§ **Problem to work on**: Arrange every line of all the items below as a JSON list of strings, one string per line, leaving out blank lines.

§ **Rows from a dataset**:

- - -

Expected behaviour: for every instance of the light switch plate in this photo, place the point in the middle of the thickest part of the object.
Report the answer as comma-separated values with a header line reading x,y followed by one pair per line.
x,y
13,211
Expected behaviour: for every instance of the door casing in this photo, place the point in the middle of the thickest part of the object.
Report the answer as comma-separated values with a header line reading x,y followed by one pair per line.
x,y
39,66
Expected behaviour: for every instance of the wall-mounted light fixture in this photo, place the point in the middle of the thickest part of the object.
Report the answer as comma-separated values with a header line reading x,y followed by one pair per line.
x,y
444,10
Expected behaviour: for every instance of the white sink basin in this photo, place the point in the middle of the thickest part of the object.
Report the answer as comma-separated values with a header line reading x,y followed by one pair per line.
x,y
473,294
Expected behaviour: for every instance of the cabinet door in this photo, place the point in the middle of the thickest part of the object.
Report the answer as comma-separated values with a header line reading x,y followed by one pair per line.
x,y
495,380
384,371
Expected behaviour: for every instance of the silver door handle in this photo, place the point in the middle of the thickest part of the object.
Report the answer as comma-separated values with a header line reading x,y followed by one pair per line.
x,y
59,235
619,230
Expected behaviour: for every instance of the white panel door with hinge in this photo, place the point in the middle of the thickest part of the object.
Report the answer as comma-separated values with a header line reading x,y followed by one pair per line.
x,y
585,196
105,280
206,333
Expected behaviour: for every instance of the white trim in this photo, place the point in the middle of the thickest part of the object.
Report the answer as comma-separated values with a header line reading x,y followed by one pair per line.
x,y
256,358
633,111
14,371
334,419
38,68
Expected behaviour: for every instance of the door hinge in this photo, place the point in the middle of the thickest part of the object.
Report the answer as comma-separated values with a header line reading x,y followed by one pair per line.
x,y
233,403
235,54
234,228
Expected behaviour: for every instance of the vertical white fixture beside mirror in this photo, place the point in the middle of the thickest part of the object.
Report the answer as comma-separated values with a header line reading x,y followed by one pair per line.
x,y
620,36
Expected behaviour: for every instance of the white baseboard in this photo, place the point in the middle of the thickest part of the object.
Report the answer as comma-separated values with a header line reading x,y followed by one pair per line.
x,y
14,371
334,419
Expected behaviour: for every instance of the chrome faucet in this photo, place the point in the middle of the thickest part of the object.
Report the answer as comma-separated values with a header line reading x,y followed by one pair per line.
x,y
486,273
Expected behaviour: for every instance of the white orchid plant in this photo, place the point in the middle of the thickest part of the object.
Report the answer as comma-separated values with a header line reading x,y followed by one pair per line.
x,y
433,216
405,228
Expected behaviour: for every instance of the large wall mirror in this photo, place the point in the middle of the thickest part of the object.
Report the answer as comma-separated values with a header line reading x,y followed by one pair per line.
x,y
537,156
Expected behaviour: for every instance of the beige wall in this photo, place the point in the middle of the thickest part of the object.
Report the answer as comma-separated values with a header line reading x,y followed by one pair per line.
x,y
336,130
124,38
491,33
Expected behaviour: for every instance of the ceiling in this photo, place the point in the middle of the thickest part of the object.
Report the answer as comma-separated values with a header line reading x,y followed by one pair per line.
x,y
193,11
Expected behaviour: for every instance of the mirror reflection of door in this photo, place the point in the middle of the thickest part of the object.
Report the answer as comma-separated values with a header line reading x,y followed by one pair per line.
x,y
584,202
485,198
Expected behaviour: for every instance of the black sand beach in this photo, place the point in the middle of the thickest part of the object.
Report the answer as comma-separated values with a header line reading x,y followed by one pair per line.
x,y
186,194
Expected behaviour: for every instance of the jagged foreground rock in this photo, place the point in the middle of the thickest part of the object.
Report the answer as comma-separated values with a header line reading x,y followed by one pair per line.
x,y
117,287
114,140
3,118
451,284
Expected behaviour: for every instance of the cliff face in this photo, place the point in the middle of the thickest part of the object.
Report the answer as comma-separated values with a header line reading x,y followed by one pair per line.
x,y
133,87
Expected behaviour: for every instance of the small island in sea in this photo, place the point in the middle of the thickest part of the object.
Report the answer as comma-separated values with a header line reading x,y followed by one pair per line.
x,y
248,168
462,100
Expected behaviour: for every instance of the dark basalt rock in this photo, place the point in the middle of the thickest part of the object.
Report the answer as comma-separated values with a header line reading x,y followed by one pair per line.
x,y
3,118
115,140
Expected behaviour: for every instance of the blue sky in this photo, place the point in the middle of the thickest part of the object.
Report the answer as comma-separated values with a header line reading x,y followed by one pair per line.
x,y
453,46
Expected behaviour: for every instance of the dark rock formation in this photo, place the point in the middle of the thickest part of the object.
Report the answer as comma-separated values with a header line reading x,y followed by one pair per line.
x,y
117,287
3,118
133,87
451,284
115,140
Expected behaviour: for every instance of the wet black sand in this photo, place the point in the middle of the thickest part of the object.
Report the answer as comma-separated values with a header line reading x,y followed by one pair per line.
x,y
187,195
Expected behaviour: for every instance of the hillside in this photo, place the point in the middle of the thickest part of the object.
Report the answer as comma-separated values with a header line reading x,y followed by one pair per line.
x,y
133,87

- - -

§ **Task answer**:
[
  "Expected behaviour: for every instance of the light switch plate in this photo, place the point in the middle of the thickest part of the object.",
  "Report the answer as comma-separated values with a header line reading x,y followed by one pair per line.",
  "x,y",
  "13,211",
  "Expected behaviour: for every instance of the door casing in this photo, place the point in the middle of the thickest part of the object.",
  "Report the answer as comma-separated values with a header line reading x,y followed by one pair per line.",
  "x,y",
  "39,66",
  "Expected behaviour: for every instance of the wall-mounted light fixture in this photo, place the point in the middle of the thickest part of the object.",
  "Report the answer as comma-separated values with a header line reading x,y followed by one pair per line.",
  "x,y",
  "444,10",
  "Expected behaviour: for every instance of the white sink basin in this photo, place the point in the middle of the thickest part of the object.",
  "Report the answer as comma-separated values with a header line reading x,y followed by one pair per line.",
  "x,y",
  "473,294",
  "Expected behaviour: for every instance of the cabinet door in this photo, place the point in the middle of the thickest part of the object.",
  "Report the answer as comma-separated values with a header line reading x,y followed by one pair per line.",
  "x,y",
  "495,380",
  "384,371",
  "Expected behaviour: for every instance of the silver door handle in this photo, place the point in the middle of the thickest part of the object.",
  "Report the answer as comma-separated values with a header line reading x,y followed by one pair per line.",
  "x,y",
  "59,235",
  "619,230",
  "Expected behaviour: for every instance of the white panel door with hinge in this photo, place the point in the middle of the thickest part of the object.",
  "Report the answer as comma-separated values with a header line reading x,y followed by one pair per line.",
  "x,y",
  "585,196",
  "105,280",
  "206,333",
  "Expected behaviour: for every instance of the white trim in this photo, place the point in the middle of the thickest part of the object.",
  "Report the answer as comma-separated values with a header line reading x,y followed by one pair per line.",
  "x,y",
  "256,358",
  "633,111",
  "14,371",
  "334,419",
  "38,68",
  "Expected behaviour: for every instance of the door hinge in this photo, place the point in the middle of the thickest part of the object.",
  "Report the answer as comma-separated values with a header line reading x,y followed by one pair per line.",
  "x,y",
  "233,403",
  "235,54",
  "234,228",
  "Expected behaviour: for every instance of the vertical white fixture beside mirror in this photo, place the point in the middle of the thickest part of the object.",
  "Report the answer as comma-separated values with a header line reading x,y followed by one pair per line.",
  "x,y",
  "620,36",
  "Expected behaviour: for every instance of the white baseboard in this photo, place the point in the middle of the thickest part of the object.",
  "Report the answer as comma-separated values with a header line reading x,y followed by one pair per line.",
  "x,y",
  "14,371",
  "334,419",
  "Expected behaviour: for every instance of the chrome faucet in this photo, place the point in the middle of the thickest part of the object.",
  "Report the answer as comma-separated values with a header line reading x,y followed by one pair per line.",
  "x,y",
  "486,273",
  "Expected behaviour: for every instance of the white orchid plant in this photo, place the point in the middle of the thickest part of the object.",
  "Report the answer as comma-separated values with a header line reading x,y followed by one pair per line.",
  "x,y",
  "433,216",
  "405,228",
  "Expected behaviour: for every instance of the large wall mirror in this photo, place the point in the middle of the thickest part of the object.",
  "Report the answer as comma-separated values with a header line reading x,y followed by one pair per line.",
  "x,y",
  "537,156",
  "Expected behaviour: for every instance of the beige wall in this photo, place the point in the middle of the thickest part of the object.",
  "Report the answer as comma-separated values with a header line reading x,y followed by one pair per line.",
  "x,y",
  "336,130",
  "124,38",
  "491,33",
  "Expected behaviour: for every instance of the ceiling in this photo, place the point in the middle of the thickest part of the object.",
  "Report the answer as comma-separated values with a header line reading x,y followed by one pair per line.",
  "x,y",
  "193,11",
  "Expected behaviour: for every instance of the mirror reflection of door in this photo, place the point in the middle of the thickest part of the object.",
  "Report the answer as comma-separated values with a header line reading x,y followed by one pair per line.",
  "x,y",
  "584,202",
  "485,198",
  "Expected behaviour: for every instance of the black sand beach in this photo, place the point in the middle of the thickest part of the object.",
  "Report the answer as comma-separated values with a header line reading x,y followed by one pair per line.",
  "x,y",
  "186,194",
  "Expected behaviour: for every instance of the jagged foreground rock in this photo, place the point in the middle of the thickest part of the object.",
  "Report the answer as comma-separated values with a header line reading x,y followed by one pair per line.",
  "x,y",
  "117,287",
  "114,140",
  "3,118",
  "451,284",
  "Expected behaviour: for every instance of the cliff face in this photo, place the point in the middle of the thickest part of the object.",
  "Report the answer as comma-separated values with a header line reading x,y followed by one pair per line.",
  "x,y",
  "133,87",
  "Expected behaviour: for every instance of the small island in sea in this photo, place the point in the middle of the thickest part of the object.",
  "Report the answer as comma-separated values with a header line reading x,y followed by one pair per line.",
  "x,y",
  "248,168",
  "462,100",
  "Expected behaviour: for every instance of the dark basalt rock in this photo, place the point in the middle of the thickest part of the object.",
  "Report the answer as comma-separated values with a header line reading x,y followed by one pair per line.",
  "x,y",
  "3,118",
  "115,140",
  "Expected behaviour: for every instance of the blue sky in this photo, place the point in the middle of the thickest part of the object.",
  "Report the answer as comma-separated values with a header line reading x,y followed by one pair per line.",
  "x,y",
  "453,46",
  "Expected behaviour: for every instance of the dark rock formation in this photo, place the point in the middle of the thickest part of the object.",
  "Report the answer as comma-separated values with a header line reading x,y followed by one pair per line.",
  "x,y",
  "117,287",
  "3,118",
  "133,87",
  "451,284",
  "115,140",
  "Expected behaviour: for every instance of the wet black sand in this photo, place the point in the middle of the thickest part of the object.",
  "Report the answer as comma-separated values with a header line reading x,y followed by one pair per line.",
  "x,y",
  "187,195",
  "Expected behaviour: for every instance of the hillside in this photo, place the point in the middle of the thickest part of the object.",
  "Report the answer as comma-separated values with a header line reading x,y followed by one pair per line.",
  "x,y",
  "133,87"
]